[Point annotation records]
━━━━━━━━━━━━━━━━━━━━━━━━━━━━━━
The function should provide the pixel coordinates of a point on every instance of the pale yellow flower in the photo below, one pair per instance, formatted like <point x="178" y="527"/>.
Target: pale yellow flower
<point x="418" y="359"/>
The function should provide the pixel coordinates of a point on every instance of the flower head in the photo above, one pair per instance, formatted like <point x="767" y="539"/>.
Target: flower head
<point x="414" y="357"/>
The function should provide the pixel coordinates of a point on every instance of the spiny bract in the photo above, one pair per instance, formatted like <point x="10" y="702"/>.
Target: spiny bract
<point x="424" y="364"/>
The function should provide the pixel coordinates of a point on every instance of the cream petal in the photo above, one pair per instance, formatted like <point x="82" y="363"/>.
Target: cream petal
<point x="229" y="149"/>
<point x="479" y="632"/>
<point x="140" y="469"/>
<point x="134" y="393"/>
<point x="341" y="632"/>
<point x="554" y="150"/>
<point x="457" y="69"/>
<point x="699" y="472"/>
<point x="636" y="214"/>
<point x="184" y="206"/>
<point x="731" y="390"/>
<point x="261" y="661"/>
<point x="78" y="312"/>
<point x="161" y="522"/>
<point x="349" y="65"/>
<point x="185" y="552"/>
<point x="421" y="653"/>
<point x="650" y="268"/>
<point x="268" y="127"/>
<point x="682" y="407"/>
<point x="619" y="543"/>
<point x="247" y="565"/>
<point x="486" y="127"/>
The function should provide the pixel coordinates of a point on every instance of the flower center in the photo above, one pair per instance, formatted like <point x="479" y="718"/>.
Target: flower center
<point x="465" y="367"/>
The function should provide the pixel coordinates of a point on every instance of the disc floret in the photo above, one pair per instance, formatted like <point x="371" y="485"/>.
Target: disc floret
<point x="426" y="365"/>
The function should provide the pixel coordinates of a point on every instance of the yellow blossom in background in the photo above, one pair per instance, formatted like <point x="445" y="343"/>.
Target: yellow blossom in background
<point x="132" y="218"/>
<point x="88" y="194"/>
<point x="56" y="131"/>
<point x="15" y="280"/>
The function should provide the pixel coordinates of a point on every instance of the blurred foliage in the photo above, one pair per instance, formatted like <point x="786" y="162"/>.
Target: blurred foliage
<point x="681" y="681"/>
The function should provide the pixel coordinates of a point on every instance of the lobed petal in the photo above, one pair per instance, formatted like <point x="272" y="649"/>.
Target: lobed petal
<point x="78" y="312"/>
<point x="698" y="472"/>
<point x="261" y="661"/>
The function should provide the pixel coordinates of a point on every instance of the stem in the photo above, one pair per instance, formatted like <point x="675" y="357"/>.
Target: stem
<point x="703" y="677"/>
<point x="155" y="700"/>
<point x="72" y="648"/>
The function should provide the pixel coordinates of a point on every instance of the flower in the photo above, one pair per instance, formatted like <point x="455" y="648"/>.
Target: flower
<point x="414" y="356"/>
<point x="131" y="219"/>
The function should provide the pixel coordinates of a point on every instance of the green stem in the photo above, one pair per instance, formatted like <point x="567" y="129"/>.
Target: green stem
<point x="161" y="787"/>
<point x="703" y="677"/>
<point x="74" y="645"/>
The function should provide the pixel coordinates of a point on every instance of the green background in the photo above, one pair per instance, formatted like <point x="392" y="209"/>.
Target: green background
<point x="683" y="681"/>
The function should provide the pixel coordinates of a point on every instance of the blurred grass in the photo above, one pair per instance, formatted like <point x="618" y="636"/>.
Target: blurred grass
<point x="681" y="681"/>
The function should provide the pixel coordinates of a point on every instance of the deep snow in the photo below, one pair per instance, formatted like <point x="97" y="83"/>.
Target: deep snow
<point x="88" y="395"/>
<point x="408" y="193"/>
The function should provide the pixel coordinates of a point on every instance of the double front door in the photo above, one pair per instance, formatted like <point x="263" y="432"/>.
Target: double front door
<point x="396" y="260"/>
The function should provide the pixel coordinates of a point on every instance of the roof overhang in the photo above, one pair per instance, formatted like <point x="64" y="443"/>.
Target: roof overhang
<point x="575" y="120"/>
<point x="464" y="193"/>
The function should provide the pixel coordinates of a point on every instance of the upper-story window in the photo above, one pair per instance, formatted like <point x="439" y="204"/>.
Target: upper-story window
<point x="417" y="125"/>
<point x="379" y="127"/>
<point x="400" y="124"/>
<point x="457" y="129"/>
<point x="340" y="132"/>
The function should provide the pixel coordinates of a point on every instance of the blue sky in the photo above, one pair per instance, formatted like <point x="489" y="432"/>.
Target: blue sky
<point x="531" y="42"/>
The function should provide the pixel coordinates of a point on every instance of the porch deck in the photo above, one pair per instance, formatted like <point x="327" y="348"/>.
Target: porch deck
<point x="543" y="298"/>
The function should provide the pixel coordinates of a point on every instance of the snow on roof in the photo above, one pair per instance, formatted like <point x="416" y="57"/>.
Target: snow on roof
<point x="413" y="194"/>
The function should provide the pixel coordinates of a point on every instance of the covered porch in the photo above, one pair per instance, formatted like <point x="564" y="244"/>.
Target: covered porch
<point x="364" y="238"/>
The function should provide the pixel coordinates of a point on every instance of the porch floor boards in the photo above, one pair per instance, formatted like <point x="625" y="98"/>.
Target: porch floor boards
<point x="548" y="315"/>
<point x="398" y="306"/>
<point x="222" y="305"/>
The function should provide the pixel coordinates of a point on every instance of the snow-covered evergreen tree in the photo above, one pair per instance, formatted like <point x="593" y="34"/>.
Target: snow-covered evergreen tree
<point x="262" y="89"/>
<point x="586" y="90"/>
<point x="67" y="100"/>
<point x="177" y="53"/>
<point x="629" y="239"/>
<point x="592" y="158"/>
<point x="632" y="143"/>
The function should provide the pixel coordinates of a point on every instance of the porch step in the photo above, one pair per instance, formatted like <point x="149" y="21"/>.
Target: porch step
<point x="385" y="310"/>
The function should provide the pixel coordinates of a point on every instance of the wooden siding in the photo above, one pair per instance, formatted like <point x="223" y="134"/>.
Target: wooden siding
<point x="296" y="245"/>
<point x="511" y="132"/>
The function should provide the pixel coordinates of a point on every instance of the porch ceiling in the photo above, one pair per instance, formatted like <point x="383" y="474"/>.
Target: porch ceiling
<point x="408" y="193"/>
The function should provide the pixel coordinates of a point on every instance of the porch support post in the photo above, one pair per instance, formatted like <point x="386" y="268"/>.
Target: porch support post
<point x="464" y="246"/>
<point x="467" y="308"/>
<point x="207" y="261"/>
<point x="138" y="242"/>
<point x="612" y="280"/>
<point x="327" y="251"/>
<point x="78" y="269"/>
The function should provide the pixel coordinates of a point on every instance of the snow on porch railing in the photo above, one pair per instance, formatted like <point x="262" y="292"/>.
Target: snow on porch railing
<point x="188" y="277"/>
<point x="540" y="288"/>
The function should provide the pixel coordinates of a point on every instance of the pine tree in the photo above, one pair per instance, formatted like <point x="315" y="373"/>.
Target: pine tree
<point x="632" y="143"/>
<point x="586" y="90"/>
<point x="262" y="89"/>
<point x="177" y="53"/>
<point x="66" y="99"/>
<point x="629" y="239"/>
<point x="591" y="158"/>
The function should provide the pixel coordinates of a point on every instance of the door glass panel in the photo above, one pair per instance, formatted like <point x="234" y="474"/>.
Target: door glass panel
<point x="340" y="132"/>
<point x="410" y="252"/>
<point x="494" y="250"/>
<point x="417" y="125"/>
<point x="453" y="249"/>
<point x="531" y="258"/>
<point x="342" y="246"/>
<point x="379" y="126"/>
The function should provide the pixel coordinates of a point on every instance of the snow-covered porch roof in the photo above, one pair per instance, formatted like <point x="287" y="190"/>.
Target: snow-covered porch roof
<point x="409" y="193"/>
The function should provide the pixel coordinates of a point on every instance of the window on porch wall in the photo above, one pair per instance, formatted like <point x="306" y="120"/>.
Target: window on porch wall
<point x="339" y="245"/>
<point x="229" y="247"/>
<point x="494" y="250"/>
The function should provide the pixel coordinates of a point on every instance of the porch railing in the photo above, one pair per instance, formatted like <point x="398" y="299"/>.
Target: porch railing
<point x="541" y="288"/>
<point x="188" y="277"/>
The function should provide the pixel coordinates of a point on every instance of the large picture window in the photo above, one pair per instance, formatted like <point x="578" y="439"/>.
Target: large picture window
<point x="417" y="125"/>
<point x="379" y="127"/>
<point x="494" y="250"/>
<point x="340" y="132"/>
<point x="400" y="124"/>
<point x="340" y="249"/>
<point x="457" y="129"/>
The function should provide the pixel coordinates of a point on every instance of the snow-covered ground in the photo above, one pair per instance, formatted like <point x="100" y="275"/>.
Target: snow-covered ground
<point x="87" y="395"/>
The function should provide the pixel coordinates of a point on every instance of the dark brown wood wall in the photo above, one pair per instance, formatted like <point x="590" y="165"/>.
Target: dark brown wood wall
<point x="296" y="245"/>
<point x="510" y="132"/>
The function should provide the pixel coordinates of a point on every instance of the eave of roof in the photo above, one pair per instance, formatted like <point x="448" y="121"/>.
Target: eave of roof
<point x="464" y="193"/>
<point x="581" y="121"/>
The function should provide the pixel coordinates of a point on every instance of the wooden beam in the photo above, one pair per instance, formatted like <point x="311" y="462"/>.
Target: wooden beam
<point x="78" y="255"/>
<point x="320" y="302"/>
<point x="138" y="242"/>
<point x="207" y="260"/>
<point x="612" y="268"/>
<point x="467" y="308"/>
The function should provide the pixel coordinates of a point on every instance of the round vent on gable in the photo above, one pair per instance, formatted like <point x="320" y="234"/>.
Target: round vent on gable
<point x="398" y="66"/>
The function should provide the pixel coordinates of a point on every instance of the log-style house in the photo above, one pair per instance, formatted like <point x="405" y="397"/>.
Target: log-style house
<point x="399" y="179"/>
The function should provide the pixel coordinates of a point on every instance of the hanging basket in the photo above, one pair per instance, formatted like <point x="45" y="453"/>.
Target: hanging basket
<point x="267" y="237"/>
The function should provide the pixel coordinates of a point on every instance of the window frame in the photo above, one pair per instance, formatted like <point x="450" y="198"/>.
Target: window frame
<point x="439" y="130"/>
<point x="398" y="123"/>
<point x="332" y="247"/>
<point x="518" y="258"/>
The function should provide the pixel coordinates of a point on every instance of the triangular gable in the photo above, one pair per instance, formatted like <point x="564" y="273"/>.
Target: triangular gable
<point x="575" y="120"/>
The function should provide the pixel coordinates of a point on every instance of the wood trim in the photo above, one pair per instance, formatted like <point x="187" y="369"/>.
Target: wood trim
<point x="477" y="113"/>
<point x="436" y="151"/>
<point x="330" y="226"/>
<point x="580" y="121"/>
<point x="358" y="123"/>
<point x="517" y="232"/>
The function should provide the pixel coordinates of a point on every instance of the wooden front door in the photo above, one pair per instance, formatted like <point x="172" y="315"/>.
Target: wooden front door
━━━━━━━━━━━━━━━━━━━━━━━━━━━━━━
Repeat only the stretch of lines starting at the one containing "the window frame" and running to the final line of the entries above.

The function should provide the pixel coordinates of a point on every instance of the window frame in the photo above, one pair per instance, formatted like <point x="450" y="198"/>.
Target: window frame
<point x="439" y="130"/>
<point x="398" y="123"/>
<point x="332" y="247"/>
<point x="518" y="258"/>
The function should provide the pixel coordinates of a point on every instance of the triangular gable in the photo above, one pair per instance, formatted like <point x="564" y="273"/>.
Target: triangular gable
<point x="575" y="120"/>
The function should provide the pixel coordinates of a point on every instance of the wood trim in the photo above, one pair per instance, formatted like <point x="187" y="369"/>.
Target: wood trim
<point x="477" y="113"/>
<point x="436" y="151"/>
<point x="330" y="226"/>
<point x="580" y="121"/>
<point x="358" y="123"/>
<point x="517" y="232"/>
The function should provide the pixel coordinates of a point on every instance of the wooden front door in the photo above, one pair per instance, formatted like <point x="172" y="315"/>.
Target: wooden front door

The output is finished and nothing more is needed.